## Request
Transcribe verbatim the passage of the auction lot listing starting with "Blue disc and electronic engine. Functioning." and going on through "the Gelsenkirchen Theater.".

Sale: 520 / Evening Sale, June 18. 2021 in Munich Lot 310

 

310
Yves Klein
Vitesse pure et stabilité monochrome. Gemeinschaftsarbeit mit Jean Tinguely (1925 Freiburg - 1991 Bern), 1958.
Blue disc and electronic engine. Functioning
Estimate:
€ 120,000 / $ 129,600
Sold:
€ 150,000 / $ 162,000

(incl. surcharge)
Vitesse pure et stabilité monochrome. Gemeinschaftsarbeit mit Jean Tinguely (1925 Freiburg - 1991 Bern). 1958.
Blue disc and electronic engine. Functioning.
Wember S 30. Diameter: 15 cm (5.9 in).

• Iconic combination of Yves Klein's monochrome immaterial color "International Klein Blue" and Jean Tinguely's kinetic-mechanic object art.
• The work was made in the late 1950s in context of an intensive cooperation of the two artists for the interior design of the Gelsenkirchen Theater.
• This is the first time that a joint work is offered on the international auction market (source: artprice u. artnet).
• Privately-owned since it was made
.

## Data
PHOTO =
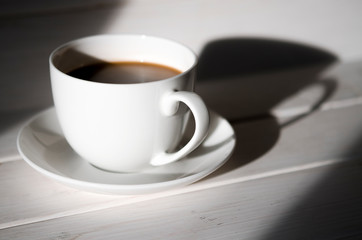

## Solution
Blue disc and electronic engine. Functioning.
Wember S 30. Diameter: 15 cm (5.9 in).

• Iconic combination of Yves Klein's monochrome immaterial color "International Klein Blue" and Jean Tinguely's kinetic-mechanic object art.
• The work was made in the late 1950s in context of an intensive cooperation of the two artists for the interior design of the Gelsenkirchen Theater.